AIM:
Extract each line of the material that follows exactly and omit its pictures.

SUPPLIED MATERIAL:
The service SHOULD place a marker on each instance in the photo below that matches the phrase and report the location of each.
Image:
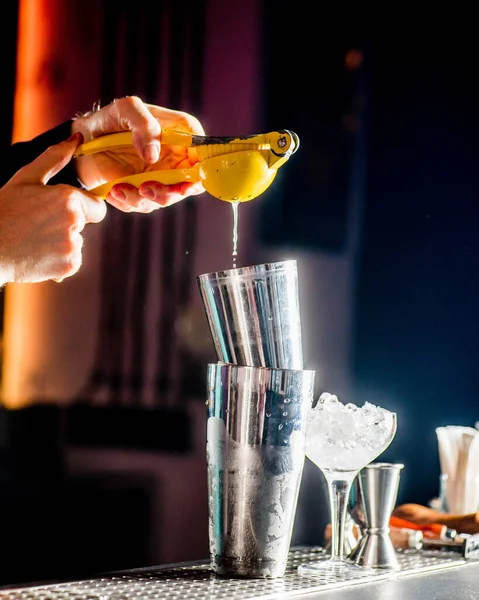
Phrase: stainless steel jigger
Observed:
(375, 490)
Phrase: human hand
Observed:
(41, 225)
(145, 121)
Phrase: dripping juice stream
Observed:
(235, 206)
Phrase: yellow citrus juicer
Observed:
(233, 169)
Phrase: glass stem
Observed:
(338, 496)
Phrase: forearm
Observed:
(22, 153)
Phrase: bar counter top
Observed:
(425, 575)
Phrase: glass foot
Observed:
(333, 569)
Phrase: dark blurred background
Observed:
(102, 428)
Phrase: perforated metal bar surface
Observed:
(196, 581)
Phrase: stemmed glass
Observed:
(341, 439)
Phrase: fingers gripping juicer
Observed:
(233, 169)
(257, 393)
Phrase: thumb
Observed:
(50, 162)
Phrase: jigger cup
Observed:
(255, 457)
(254, 316)
(375, 489)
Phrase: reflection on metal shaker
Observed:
(253, 314)
(255, 458)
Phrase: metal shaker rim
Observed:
(384, 466)
(250, 270)
(221, 364)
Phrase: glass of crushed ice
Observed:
(341, 439)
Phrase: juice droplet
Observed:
(235, 206)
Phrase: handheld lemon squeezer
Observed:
(233, 169)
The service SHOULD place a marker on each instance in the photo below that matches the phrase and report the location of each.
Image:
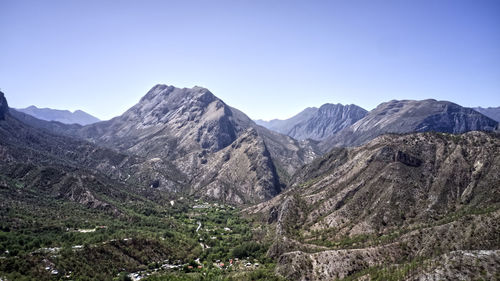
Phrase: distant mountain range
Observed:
(336, 191)
(350, 125)
(317, 123)
(492, 112)
(63, 116)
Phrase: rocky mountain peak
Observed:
(4, 107)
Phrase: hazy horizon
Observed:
(269, 59)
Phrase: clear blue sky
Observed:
(269, 58)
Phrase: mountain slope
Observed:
(317, 123)
(407, 116)
(194, 129)
(73, 169)
(394, 199)
(492, 112)
(63, 116)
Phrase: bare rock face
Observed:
(66, 168)
(247, 164)
(492, 112)
(4, 107)
(317, 123)
(203, 138)
(407, 116)
(393, 199)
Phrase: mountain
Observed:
(407, 116)
(223, 153)
(284, 126)
(63, 116)
(492, 112)
(70, 169)
(317, 123)
(414, 200)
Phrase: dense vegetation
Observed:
(44, 238)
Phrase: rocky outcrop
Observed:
(317, 123)
(393, 199)
(194, 130)
(407, 116)
(492, 112)
(4, 107)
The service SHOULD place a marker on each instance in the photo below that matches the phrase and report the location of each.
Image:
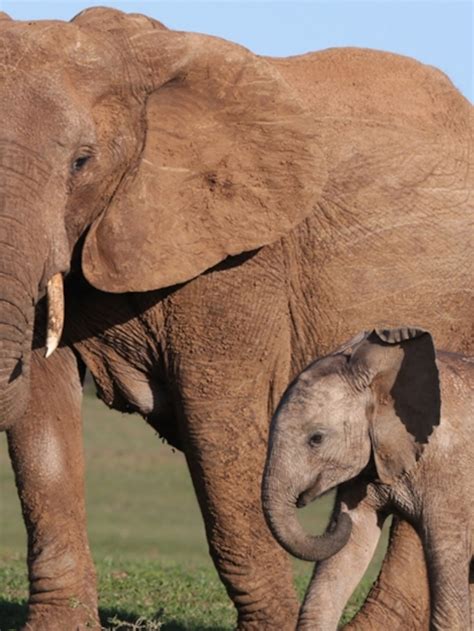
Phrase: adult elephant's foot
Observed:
(75, 616)
(399, 600)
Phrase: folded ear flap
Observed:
(230, 163)
(399, 365)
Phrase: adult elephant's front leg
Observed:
(46, 453)
(225, 425)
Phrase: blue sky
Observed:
(438, 32)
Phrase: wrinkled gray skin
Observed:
(394, 427)
(219, 218)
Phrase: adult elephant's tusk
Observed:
(55, 293)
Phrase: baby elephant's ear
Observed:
(400, 368)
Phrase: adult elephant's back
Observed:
(390, 240)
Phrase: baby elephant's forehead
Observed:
(319, 390)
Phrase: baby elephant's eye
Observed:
(79, 163)
(315, 439)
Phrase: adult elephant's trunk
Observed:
(16, 326)
(26, 266)
(279, 506)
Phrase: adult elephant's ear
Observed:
(230, 163)
(399, 366)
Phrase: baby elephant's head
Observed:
(377, 395)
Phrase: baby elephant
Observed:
(394, 423)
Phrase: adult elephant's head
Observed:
(151, 153)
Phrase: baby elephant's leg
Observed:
(335, 579)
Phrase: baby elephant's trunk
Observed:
(279, 507)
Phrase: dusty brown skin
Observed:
(394, 427)
(294, 201)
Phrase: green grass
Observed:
(146, 534)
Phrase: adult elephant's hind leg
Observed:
(399, 599)
(225, 429)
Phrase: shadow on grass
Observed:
(106, 615)
(13, 617)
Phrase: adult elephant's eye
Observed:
(79, 163)
(315, 439)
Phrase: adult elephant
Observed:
(220, 219)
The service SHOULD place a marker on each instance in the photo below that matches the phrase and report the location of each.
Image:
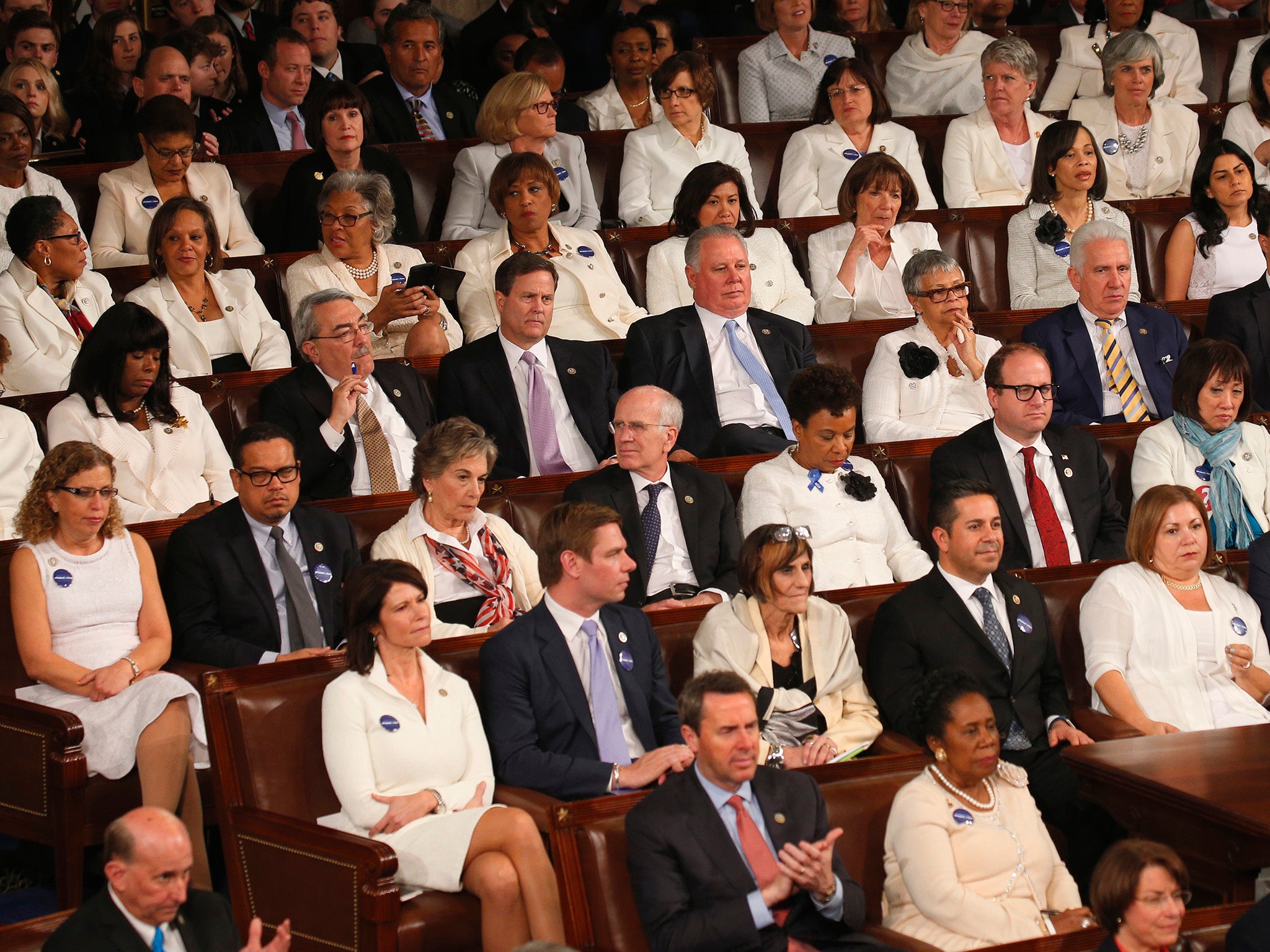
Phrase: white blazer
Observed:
(259, 338)
(975, 168)
(607, 311)
(1130, 624)
(775, 283)
(470, 215)
(163, 472)
(130, 201)
(1173, 144)
(1080, 64)
(43, 345)
(657, 159)
(814, 167)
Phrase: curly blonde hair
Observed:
(36, 521)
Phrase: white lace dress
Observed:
(93, 607)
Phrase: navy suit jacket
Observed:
(1158, 340)
(541, 734)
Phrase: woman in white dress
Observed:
(1215, 248)
(716, 195)
(858, 267)
(1168, 646)
(94, 633)
(409, 762)
(851, 118)
(858, 534)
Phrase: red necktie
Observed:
(1053, 542)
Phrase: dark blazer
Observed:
(706, 511)
(1242, 316)
(670, 351)
(205, 923)
(300, 403)
(394, 122)
(1158, 340)
(475, 382)
(219, 598)
(928, 626)
(690, 881)
(540, 730)
(1082, 472)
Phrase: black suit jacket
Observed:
(474, 381)
(541, 734)
(670, 352)
(928, 626)
(300, 403)
(219, 597)
(706, 512)
(205, 923)
(394, 122)
(690, 881)
(1096, 518)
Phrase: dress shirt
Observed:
(401, 437)
(758, 909)
(737, 398)
(1112, 405)
(573, 447)
(1013, 451)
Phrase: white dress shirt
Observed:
(401, 437)
(573, 447)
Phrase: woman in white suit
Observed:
(658, 157)
(988, 155)
(133, 196)
(1168, 646)
(518, 116)
(216, 322)
(591, 301)
(1150, 144)
(851, 118)
(46, 310)
(171, 460)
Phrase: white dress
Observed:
(93, 607)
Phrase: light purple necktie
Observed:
(603, 702)
(546, 443)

TASK RESPONSE:
The service SHOULD place a marker on each instance in the photo below that matches the phrase and report the location of each.
Image:
Phrase: stainless steel jigger
Observed:
(375, 490)
Phrase: human hand
Observed:
(41, 225)
(145, 121)
Phrase: dripping juice stream
Observed:
(235, 206)
Phrase: yellow citrus juicer
Observed:
(233, 169)
Phrase: glass stem
Observed:
(338, 496)
Phrase: forearm
Observed:
(22, 153)
Phrase: bar counter top
Observed:
(425, 575)
Phrase: glass foot
Observed:
(333, 569)
Phrase: dark blurred background
Observed:
(102, 428)
Phrase: perforated metal bar surface
Observed:
(196, 581)
Phrase: stemmed glass
Observed:
(341, 439)
Phrase: fingers gripping juicer
Observed:
(233, 169)
(257, 393)
Phrase: thumb
Observed:
(50, 162)
Phrase: jigger cup
Observed:
(255, 457)
(254, 316)
(375, 489)
Phrase: reflection on metal shaker
Observed:
(253, 314)
(255, 458)
Phrase: metal shaker rim
Observed:
(384, 466)
(250, 270)
(221, 364)
Phrase: glass of crushed ice
Observed:
(341, 439)
Phrase: juice droplet
Observed:
(235, 206)
Phrase: handheld lemon squeezer
Observed:
(233, 169)
The service SHOULD place a marker on each instance in the photo below that matches the phrase and report the location of each.
Image:
Phrase: distant mountain range
Observed:
(336, 191)
(350, 125)
(317, 123)
(492, 112)
(63, 116)
Phrase: rocky mountain peak
Observed:
(4, 107)
Phrase: hazy horizon
Observed:
(269, 59)
Phrase: clear blue sky
Observed:
(269, 58)
Phrase: mountain slope
Observed:
(317, 123)
(407, 116)
(194, 129)
(73, 169)
(394, 199)
(492, 112)
(63, 116)
Phrase: bare rock face
Observed:
(66, 168)
(247, 164)
(492, 112)
(4, 107)
(317, 123)
(203, 138)
(407, 116)
(393, 199)
Phrase: mountain
Observed:
(407, 116)
(223, 153)
(284, 126)
(63, 116)
(492, 112)
(70, 169)
(317, 123)
(414, 200)
Phrase: dense vegetation
Observed:
(44, 238)
Phrase: rocky outcrop
Observed:
(317, 123)
(393, 199)
(194, 130)
(407, 116)
(492, 112)
(4, 107)
The service SHOULD place a marker on each instance in the photo below that matches the phrase and report the location of each.
Image:
Phrase: adult elephant's foot
Observed:
(75, 616)
(399, 600)
Phrase: folded ear flap
Observed:
(230, 163)
(399, 365)
Phrase: adult elephant's front leg
Observed:
(46, 453)
(225, 425)
Phrase: blue sky
Observed:
(438, 32)
Phrase: wrinkled gray skin
Observed:
(394, 427)
(219, 218)
Phrase: adult elephant's tusk
Observed:
(55, 293)
Phrase: baby elephant's ear
Observed:
(400, 368)
Phrase: adult elephant's back
Observed:
(390, 240)
Phrase: baby elephant's forehead
Observed:
(319, 390)
Phrase: baby elephant's eye
Observed:
(79, 163)
(315, 439)
Phrase: adult elephant's trunk
Observed:
(16, 326)
(26, 266)
(279, 506)
Phrase: adult elephant's ear
Observed:
(230, 163)
(399, 366)
Phrase: baby elephant's head
Observed:
(377, 395)
Phrase: baby elephant
Observed:
(394, 423)
Phrase: adult elephant's head
Observed:
(151, 153)
Phrase: baby elephant's leg
Observed:
(335, 579)
Phrase: baby elephant's trunk
Observed:
(279, 507)
Phrase: dusty brown skin
Observed:
(394, 427)
(294, 201)
Phrase: green grass
Observed:
(146, 534)
Phrase: adult elephant's hind leg
Observed:
(399, 599)
(225, 429)
Phrase: shadow on grass
Observed:
(106, 615)
(13, 617)
Phrase: adult elephant's eye
Observed:
(79, 163)
(315, 439)
Phrase: adult elephant
Observed:
(220, 219)
The service SHOULD place a marker on each instance in the photo below that matches the phrase and report the location of each.
Image:
Phrase: white blazer
Observed:
(259, 338)
(975, 168)
(607, 311)
(1130, 624)
(775, 283)
(470, 215)
(163, 472)
(130, 201)
(1173, 144)
(1080, 64)
(43, 345)
(657, 159)
(814, 167)
Phrase: curly blonde hair
Observed:
(36, 521)
Phrase: white lace dress
Observed:
(93, 607)
Phrase: navy suit jacket
Observed:
(1158, 340)
(541, 734)
Phrase: woman in white dress
Observed:
(1215, 248)
(716, 195)
(858, 267)
(1168, 646)
(94, 633)
(409, 762)
(851, 118)
(858, 534)
Phrase: red necktie
Observed:
(1053, 542)
Phrase: dark blazer
Observed:
(706, 511)
(1242, 316)
(670, 351)
(205, 923)
(300, 403)
(394, 122)
(1158, 340)
(475, 382)
(219, 598)
(928, 626)
(690, 881)
(540, 730)
(1082, 472)
Phrase: black suit jacket
Observed:
(474, 381)
(541, 734)
(670, 352)
(928, 626)
(300, 403)
(219, 597)
(706, 512)
(205, 923)
(394, 122)
(690, 881)
(1096, 518)
Phrase: dress shirt
Observed:
(401, 437)
(758, 909)
(737, 398)
(1112, 405)
(573, 447)
(1013, 451)
Phrase: white dress shirt
Observed:
(401, 437)
(573, 447)
Phrase: woman in white suit
Observed:
(658, 157)
(988, 155)
(133, 196)
(1168, 646)
(518, 116)
(216, 322)
(591, 301)
(1150, 144)
(851, 118)
(46, 310)
(171, 460)
Phrase: white dress
Observed:
(93, 607)
Phrase: light purple necktie
Observed:
(603, 702)
(546, 443)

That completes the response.